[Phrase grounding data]

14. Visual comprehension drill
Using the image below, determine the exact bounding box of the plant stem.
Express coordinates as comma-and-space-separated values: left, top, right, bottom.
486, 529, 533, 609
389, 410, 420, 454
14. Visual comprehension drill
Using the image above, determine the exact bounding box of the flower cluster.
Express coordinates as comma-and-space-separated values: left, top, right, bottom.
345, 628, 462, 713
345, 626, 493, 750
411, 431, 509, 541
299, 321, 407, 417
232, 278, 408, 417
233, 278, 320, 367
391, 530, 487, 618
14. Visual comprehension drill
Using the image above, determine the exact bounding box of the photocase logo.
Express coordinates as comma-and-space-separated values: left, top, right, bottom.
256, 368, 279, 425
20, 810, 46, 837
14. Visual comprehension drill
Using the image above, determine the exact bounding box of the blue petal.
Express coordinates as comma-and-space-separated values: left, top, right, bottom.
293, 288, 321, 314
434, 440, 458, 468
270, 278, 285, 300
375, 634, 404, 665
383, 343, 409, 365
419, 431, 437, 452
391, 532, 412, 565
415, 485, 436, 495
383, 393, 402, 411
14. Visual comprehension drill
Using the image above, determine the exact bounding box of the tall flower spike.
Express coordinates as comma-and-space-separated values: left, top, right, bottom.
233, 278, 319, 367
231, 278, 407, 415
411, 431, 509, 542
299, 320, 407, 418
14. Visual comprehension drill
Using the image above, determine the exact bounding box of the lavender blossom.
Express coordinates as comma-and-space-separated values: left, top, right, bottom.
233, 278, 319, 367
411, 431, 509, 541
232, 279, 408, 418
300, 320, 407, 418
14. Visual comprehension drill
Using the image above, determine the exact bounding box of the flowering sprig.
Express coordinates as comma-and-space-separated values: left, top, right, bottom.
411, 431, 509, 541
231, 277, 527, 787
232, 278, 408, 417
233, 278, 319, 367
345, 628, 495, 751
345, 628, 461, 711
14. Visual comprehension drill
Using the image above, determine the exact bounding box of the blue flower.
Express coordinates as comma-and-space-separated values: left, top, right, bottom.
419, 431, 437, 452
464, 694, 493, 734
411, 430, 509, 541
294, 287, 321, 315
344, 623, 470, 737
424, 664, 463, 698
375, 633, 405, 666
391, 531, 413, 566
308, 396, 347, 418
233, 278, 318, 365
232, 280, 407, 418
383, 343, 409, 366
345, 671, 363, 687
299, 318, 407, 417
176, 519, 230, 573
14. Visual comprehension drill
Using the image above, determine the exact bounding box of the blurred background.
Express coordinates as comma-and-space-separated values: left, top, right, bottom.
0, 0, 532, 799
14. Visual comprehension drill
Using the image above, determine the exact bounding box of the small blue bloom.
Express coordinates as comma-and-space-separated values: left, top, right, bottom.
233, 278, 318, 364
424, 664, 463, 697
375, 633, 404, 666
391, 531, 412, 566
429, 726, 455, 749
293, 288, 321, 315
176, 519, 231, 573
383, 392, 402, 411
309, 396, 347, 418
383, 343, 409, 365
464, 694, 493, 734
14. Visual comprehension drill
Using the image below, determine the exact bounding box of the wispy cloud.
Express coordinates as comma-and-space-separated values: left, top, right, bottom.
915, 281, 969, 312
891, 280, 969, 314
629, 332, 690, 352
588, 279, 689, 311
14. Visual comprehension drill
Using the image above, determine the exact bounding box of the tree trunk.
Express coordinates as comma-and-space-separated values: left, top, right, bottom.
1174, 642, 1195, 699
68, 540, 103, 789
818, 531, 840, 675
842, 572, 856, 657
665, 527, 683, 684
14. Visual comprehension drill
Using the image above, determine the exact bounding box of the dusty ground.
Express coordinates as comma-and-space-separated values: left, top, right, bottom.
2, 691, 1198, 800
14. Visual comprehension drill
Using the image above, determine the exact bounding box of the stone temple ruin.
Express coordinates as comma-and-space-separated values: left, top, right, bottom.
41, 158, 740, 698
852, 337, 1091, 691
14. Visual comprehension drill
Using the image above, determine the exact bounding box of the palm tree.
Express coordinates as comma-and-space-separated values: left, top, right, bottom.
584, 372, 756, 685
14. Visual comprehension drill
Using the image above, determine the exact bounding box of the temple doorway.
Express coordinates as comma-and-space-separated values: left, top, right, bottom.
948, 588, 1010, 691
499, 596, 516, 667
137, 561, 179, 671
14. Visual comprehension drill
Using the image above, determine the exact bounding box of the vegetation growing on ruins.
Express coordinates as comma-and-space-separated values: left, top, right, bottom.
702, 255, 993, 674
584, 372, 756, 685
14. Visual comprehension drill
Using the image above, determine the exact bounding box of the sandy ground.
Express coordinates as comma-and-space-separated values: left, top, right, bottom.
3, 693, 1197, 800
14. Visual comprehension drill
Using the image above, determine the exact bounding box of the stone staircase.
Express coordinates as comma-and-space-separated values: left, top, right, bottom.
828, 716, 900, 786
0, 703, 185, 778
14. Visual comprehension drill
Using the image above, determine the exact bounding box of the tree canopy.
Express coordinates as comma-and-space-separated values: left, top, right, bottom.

What needs to be done — Once you have read the records above, set each one down again exactly.

Written answer —
14. Visual comprehension drill
Using the image below, determine the exact bounding box of the plant stem.
Express coordinates as comma-and-space-separated values: left, top, right, bottom.
486, 529, 533, 609
389, 410, 420, 454
14. Visual comprehension drill
Using the image above, determine the exact bounding box of the flower cluster.
Express coordinates as comma-and-space-separated values: left, top, right, bottom.
345, 628, 462, 713
345, 626, 493, 750
411, 431, 509, 541
299, 321, 407, 417
232, 278, 408, 417
233, 278, 320, 367
391, 530, 487, 618
14. Visual comprehension drill
Using the image above, determine the exact bounding box of the photocase logo.
Express coordinates as comma-and-space-separated values: left, top, right, bottom.
256, 368, 279, 425
20, 810, 46, 837
14. Visual comprehension drill
Using the image above, determine the exact bounding box of the blue petal.
Express coordinates as comma-and-space-separated values: left, top, right, bottom.
293, 288, 321, 314
434, 440, 458, 468
270, 278, 285, 300
375, 634, 404, 665
383, 343, 409, 365
419, 431, 437, 452
391, 532, 412, 565
415, 485, 436, 495
383, 393, 402, 411
14. Visual comprehension drill
Using the image above, determine the exact bounding box of the tall flower spike.
Express coordinates as comma-and-space-separated values: left, top, right, bottom.
233, 278, 319, 367
231, 278, 407, 415
411, 431, 509, 542
299, 320, 407, 418
14. Visual comprehension drill
Using the image above, determine the exact bounding box of the lavender blossom.
Express coordinates as comma-and-space-separated values: left, top, right, bottom.
233, 278, 319, 367
411, 431, 509, 541
232, 279, 408, 418
300, 320, 407, 418
14. Visual comprehension drill
Using the image above, determine the exact bounding box of the flowering sprig.
Express coordinates as comma-and-space-separated values: left, top, right, bottom.
411, 431, 509, 541
231, 277, 527, 787
232, 278, 408, 417
233, 278, 319, 367
345, 628, 495, 751
345, 628, 461, 711
14. Visual comprehension drill
Using the image above, determine the exact bounding box of the blue flower.
Express coordinates as comma-and-space-separated values: left, top, right, bottom.
419, 431, 437, 452
464, 694, 493, 734
411, 430, 509, 541
294, 287, 321, 315
344, 623, 470, 737
424, 664, 463, 698
375, 633, 405, 666
391, 531, 413, 566
308, 396, 347, 418
233, 278, 318, 365
232, 280, 407, 418
383, 343, 409, 366
345, 671, 363, 687
299, 318, 407, 417
176, 519, 230, 573
14. Visual comprehension drill
Using the image above, determine the exact bounding box of the blurred background.
Express coordinates as comma-and-space-separated values: left, top, right, bottom.
0, 0, 532, 799
14. Visual comprehension drill
Using the image above, determine the exact bounding box of the small blue bloom.
Express coordinates as comma-and-space-separated values: left, top, right, bottom.
233, 278, 318, 364
424, 664, 463, 697
375, 633, 404, 666
391, 531, 412, 566
429, 726, 455, 749
293, 288, 321, 315
176, 519, 231, 573
383, 392, 402, 411
309, 396, 347, 418
383, 343, 409, 365
464, 694, 493, 734
14. Visual comprehension drill
Using the image below, determine the exact bounding box of the wispy cloud.
Express coordinates as comma-and-space-separated values: left, top, right, bottom.
915, 281, 969, 312
891, 280, 969, 314
629, 332, 690, 352
588, 279, 689, 311
14. Visual comprehension drill
Using the image above, determine the exact bounding box of the tree trunk.
Express coordinates as comma-and-space-separated values: left, top, right, bottom.
1174, 642, 1195, 699
68, 540, 103, 789
818, 531, 840, 675
842, 572, 856, 657
665, 527, 683, 684
14. Visual comprehension drill
Using the image above, determine the exact bounding box of the dusty ground.
Express coordinates as comma-and-space-separated values: left, top, right, bottom.
2, 691, 1198, 800
14. Visual comprehension drill
Using the image above, determine the exact bounding box of the stone temple ruin.
Express coordinates as comma-and-space-separated values: left, top, right, bottom.
41, 158, 740, 698
852, 337, 1091, 691
14. Visual comprehension drill
Using the image above, determine the exact bounding box of the palm tree.
Express coordinates as comma-and-space-separated values: left, top, right, bottom.
584, 372, 756, 685
14. Visual comprehension drill
Using the image above, determine the exact bounding box of the temple doorway.
Express coordinates as comma-and-space-separated values: left, top, right, bottom.
948, 588, 1010, 691
499, 596, 516, 667
137, 561, 179, 671
14. Visual comprehension drill
Using the image above, determine the exact bounding box of the vegetation growing on ruins.
Express coordinates as comma-and-space-separated values: left, top, right, bottom.
702, 255, 993, 674
584, 372, 756, 685
14. Visual comprehension drill
Using the image above, determine the exact bounding box of the sandy ground.
Express coordinates as comma-and-space-separated values: left, top, right, bottom.
3, 693, 1197, 800
14. Visual comprehension drill
Using the image above, determine the exact bounding box of the stone staircase.
Express coordinates as comma-and-space-separated values: left, top, right, bottom.
828, 716, 900, 786
0, 703, 185, 778
14. Visual comprehension drill
Using the image above, determine the exact bounding box of the tree canopy.
Express coordinates as comma-and-space-separated values: left, top, right, bottom.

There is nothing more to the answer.